### SUPPLIED INFORMATION
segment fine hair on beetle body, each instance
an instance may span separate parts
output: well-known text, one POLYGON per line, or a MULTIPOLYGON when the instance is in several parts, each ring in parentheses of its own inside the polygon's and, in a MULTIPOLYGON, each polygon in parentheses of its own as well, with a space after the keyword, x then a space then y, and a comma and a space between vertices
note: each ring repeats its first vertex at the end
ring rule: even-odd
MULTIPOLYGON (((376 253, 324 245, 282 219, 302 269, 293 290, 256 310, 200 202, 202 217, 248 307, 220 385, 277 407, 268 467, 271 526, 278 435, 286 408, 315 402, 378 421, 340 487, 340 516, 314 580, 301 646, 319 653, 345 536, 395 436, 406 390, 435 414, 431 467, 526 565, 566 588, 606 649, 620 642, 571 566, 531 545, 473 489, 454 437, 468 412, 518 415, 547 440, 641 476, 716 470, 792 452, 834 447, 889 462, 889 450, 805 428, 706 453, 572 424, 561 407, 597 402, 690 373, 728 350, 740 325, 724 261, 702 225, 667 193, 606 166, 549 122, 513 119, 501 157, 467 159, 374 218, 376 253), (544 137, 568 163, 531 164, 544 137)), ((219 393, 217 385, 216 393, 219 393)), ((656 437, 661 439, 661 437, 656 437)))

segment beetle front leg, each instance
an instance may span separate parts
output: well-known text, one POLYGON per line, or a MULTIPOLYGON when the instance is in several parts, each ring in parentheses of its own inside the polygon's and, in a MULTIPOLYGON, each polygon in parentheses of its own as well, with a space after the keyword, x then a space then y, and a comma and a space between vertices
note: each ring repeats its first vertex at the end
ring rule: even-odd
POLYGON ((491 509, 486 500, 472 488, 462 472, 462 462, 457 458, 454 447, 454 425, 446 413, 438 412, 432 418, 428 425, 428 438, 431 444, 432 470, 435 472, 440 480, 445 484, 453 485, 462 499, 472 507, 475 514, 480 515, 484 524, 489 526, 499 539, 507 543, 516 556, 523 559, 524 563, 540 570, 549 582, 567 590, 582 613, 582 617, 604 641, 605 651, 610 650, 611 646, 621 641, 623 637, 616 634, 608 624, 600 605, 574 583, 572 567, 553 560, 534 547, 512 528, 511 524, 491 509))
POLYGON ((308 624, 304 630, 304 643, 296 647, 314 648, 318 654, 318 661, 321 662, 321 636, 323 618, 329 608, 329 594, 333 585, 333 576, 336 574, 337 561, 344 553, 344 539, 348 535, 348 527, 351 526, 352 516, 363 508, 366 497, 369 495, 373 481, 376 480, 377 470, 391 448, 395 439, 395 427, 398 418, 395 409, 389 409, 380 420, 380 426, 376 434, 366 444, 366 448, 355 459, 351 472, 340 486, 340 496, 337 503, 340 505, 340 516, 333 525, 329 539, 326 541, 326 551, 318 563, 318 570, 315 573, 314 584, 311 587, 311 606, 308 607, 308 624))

### DIRECTIONS FOR THIS TASK
Reproduce all the items above verbatim, line for line, with no changes to wording, spacing, or punctuation.

### EXERCISE ANSWER
segment fine hair on beetle body, each instance
an instance may span separate parts
output: well-known text, one POLYGON per line, or a MULTIPOLYGON when the instance is in several parts, each ring in parentheses of its own inside the polygon's and, in a MULTIPOLYGON, each polygon in parentheses of its own as well, with a space after the keyword, x then a space then y, and a comma and a space between vertices
note: each ring repeats its first vertex at the end
ring rule: even-odd
MULTIPOLYGON (((376 253, 324 245, 282 219, 302 269, 293 290, 256 310, 200 202, 202 217, 248 307, 220 385, 277 407, 268 467, 271 526, 278 435, 286 408, 315 402, 378 421, 340 487, 340 516, 314 580, 301 646, 319 653, 345 536, 395 436, 406 390, 435 414, 431 467, 526 565, 566 588, 606 649, 620 642, 571 566, 531 545, 473 489, 454 437, 468 412, 518 415, 547 440, 641 476, 716 470, 792 452, 834 447, 889 462, 889 450, 805 428, 706 453, 572 424, 561 407, 597 402, 690 373, 728 350, 740 325, 724 261, 702 225, 667 193, 606 166, 549 122, 513 119, 501 157, 467 159, 374 218, 376 253), (544 137, 568 163, 531 164, 544 137)), ((219 393, 217 385, 216 393, 219 393)), ((656 437, 661 439, 661 437, 656 437)))

segment beetle front leg, each instance
an instance may span separate parts
output: well-known text, one POLYGON per line, or a MULTIPOLYGON when the instance is in several parts, each ring in parentheses of its own inside the polygon's and, in a MULTIPOLYGON, each polygon in parentheses of its own as well, with a space after the keyword, x then a space then y, and a comma and a space between vertices
note: each ring repeats its first vertex at the end
ring rule: even-odd
POLYGON ((491 509, 486 500, 472 488, 462 472, 462 462, 457 458, 454 447, 454 425, 446 413, 438 412, 432 418, 428 425, 428 438, 431 444, 432 470, 435 472, 440 480, 445 484, 453 485, 462 499, 472 507, 475 514, 480 515, 484 524, 489 526, 499 539, 507 543, 516 556, 523 559, 524 563, 540 570, 549 582, 567 590, 582 613, 582 617, 604 641, 605 651, 610 650, 611 646, 621 641, 623 637, 616 634, 608 624, 600 605, 574 583, 572 567, 553 560, 534 547, 512 528, 511 524, 491 509))
POLYGON ((308 624, 304 630, 304 643, 296 647, 314 648, 318 654, 318 661, 321 662, 321 636, 323 618, 329 608, 329 594, 333 585, 333 576, 336 574, 337 561, 344 553, 344 539, 348 535, 348 527, 351 526, 352 516, 363 508, 366 497, 369 495, 373 481, 376 480, 377 470, 391 448, 395 439, 395 427, 398 418, 395 409, 389 409, 380 420, 380 426, 376 434, 366 444, 366 448, 355 459, 351 472, 340 486, 340 496, 337 503, 340 505, 340 516, 333 525, 329 539, 326 541, 326 551, 318 563, 318 570, 315 573, 314 584, 311 587, 311 606, 308 607, 308 624))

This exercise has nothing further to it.